RECORDS FOR THE TASK —
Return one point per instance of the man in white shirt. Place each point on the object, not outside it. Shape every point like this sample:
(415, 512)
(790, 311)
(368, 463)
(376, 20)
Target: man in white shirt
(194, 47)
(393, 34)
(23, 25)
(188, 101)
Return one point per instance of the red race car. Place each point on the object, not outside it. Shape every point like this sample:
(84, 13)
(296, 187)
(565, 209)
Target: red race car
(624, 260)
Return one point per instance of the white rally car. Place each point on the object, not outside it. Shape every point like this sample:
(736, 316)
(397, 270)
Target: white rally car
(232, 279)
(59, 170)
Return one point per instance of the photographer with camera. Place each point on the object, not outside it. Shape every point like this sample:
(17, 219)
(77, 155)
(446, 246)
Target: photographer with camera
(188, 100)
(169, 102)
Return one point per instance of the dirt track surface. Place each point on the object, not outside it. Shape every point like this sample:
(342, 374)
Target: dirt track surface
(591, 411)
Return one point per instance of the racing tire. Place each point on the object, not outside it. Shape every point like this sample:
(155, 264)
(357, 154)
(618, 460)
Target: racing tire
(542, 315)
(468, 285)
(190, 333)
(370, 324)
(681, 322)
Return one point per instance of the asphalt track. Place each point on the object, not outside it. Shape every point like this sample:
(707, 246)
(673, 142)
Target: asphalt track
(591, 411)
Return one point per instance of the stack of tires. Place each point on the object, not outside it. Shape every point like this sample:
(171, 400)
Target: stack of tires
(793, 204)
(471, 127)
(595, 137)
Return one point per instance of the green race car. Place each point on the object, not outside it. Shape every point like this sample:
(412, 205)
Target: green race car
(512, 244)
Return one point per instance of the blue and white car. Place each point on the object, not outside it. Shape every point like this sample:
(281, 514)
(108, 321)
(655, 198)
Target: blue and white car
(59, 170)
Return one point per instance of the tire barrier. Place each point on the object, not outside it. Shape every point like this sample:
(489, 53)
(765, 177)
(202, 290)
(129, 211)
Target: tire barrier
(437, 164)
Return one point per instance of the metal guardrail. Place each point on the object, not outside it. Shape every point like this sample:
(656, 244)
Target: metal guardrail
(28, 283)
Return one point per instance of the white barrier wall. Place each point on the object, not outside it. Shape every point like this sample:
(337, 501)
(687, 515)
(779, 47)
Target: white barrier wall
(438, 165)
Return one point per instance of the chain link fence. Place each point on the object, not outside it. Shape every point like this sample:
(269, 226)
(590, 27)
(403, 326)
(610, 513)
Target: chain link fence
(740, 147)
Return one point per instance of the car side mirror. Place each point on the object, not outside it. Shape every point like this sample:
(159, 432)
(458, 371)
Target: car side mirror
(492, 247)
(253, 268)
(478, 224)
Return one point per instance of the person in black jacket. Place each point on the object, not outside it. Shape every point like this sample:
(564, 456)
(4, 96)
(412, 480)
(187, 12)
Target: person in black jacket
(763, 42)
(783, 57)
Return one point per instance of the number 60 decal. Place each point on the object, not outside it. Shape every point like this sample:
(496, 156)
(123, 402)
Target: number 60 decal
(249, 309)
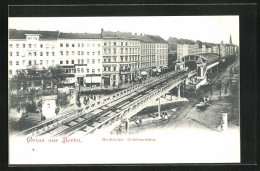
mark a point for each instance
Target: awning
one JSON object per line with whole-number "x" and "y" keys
{"x": 143, "y": 73}
{"x": 92, "y": 79}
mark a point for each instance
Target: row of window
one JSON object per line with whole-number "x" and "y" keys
{"x": 154, "y": 46}
{"x": 122, "y": 50}
{"x": 80, "y": 61}
{"x": 78, "y": 45}
{"x": 79, "y": 70}
{"x": 32, "y": 45}
{"x": 79, "y": 53}
{"x": 122, "y": 59}
{"x": 135, "y": 43}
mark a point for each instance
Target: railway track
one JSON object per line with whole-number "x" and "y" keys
{"x": 108, "y": 110}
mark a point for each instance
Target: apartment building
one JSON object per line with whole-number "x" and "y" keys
{"x": 32, "y": 48}
{"x": 121, "y": 56}
{"x": 80, "y": 55}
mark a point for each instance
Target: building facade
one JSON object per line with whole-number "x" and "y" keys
{"x": 32, "y": 48}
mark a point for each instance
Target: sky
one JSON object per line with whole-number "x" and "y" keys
{"x": 212, "y": 29}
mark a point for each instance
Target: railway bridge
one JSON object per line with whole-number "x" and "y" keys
{"x": 112, "y": 110}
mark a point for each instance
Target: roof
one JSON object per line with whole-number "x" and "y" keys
{"x": 79, "y": 36}
{"x": 21, "y": 34}
{"x": 116, "y": 35}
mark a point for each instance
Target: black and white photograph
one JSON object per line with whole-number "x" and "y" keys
{"x": 124, "y": 89}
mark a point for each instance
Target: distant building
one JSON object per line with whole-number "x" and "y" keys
{"x": 29, "y": 48}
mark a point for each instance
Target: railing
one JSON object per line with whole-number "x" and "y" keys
{"x": 46, "y": 126}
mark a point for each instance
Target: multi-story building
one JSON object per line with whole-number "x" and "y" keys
{"x": 184, "y": 49}
{"x": 80, "y": 55}
{"x": 32, "y": 48}
{"x": 109, "y": 58}
{"x": 121, "y": 56}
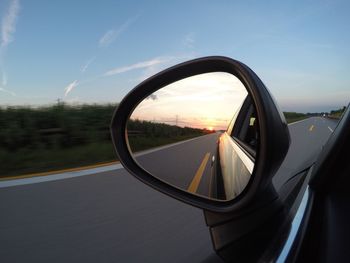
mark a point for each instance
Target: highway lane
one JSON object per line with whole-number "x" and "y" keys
{"x": 112, "y": 217}
{"x": 179, "y": 164}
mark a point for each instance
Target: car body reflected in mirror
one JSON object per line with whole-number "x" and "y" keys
{"x": 197, "y": 134}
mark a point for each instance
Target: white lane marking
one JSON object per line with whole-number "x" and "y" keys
{"x": 249, "y": 164}
{"x": 59, "y": 176}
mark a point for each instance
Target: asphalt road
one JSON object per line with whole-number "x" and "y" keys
{"x": 112, "y": 217}
{"x": 179, "y": 164}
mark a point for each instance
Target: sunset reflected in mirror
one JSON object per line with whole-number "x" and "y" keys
{"x": 175, "y": 133}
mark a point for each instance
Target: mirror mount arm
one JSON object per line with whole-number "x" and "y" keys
{"x": 235, "y": 236}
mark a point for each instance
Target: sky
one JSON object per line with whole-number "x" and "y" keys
{"x": 97, "y": 51}
{"x": 203, "y": 101}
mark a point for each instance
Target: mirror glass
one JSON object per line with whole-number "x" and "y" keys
{"x": 199, "y": 134}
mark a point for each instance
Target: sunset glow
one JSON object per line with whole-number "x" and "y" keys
{"x": 206, "y": 101}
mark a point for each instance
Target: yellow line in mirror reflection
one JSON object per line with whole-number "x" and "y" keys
{"x": 198, "y": 176}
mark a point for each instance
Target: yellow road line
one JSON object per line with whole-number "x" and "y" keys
{"x": 198, "y": 176}
{"x": 5, "y": 178}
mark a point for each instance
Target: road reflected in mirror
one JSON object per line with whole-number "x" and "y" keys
{"x": 198, "y": 134}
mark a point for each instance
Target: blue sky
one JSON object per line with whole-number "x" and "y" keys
{"x": 96, "y": 51}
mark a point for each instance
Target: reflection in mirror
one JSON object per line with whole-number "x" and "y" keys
{"x": 198, "y": 134}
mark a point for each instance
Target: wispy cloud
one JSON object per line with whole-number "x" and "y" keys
{"x": 8, "y": 25}
{"x": 4, "y": 79}
{"x": 8, "y": 28}
{"x": 113, "y": 34}
{"x": 87, "y": 64}
{"x": 189, "y": 40}
{"x": 139, "y": 65}
{"x": 70, "y": 87}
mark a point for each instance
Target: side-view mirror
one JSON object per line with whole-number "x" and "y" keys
{"x": 208, "y": 133}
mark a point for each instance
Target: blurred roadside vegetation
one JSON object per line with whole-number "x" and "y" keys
{"x": 34, "y": 140}
{"x": 61, "y": 136}
{"x": 144, "y": 135}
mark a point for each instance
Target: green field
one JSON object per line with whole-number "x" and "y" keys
{"x": 34, "y": 140}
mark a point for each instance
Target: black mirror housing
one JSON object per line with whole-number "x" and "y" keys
{"x": 274, "y": 133}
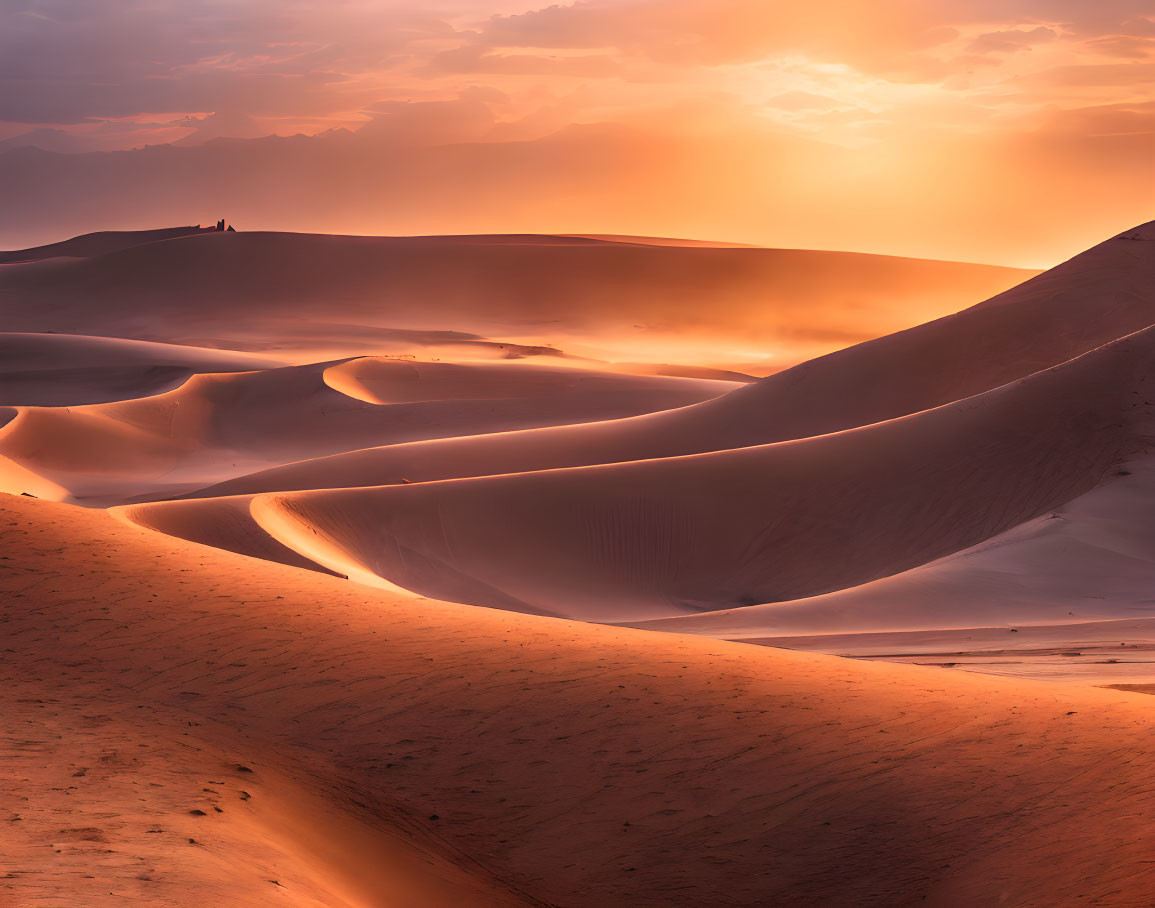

YOUR TASK —
Pick out the lines above that hold the string "yellow" and show them.

WRITTEN RESPONSE —
Target: yellow line in mirror reflection
Target: yellow road line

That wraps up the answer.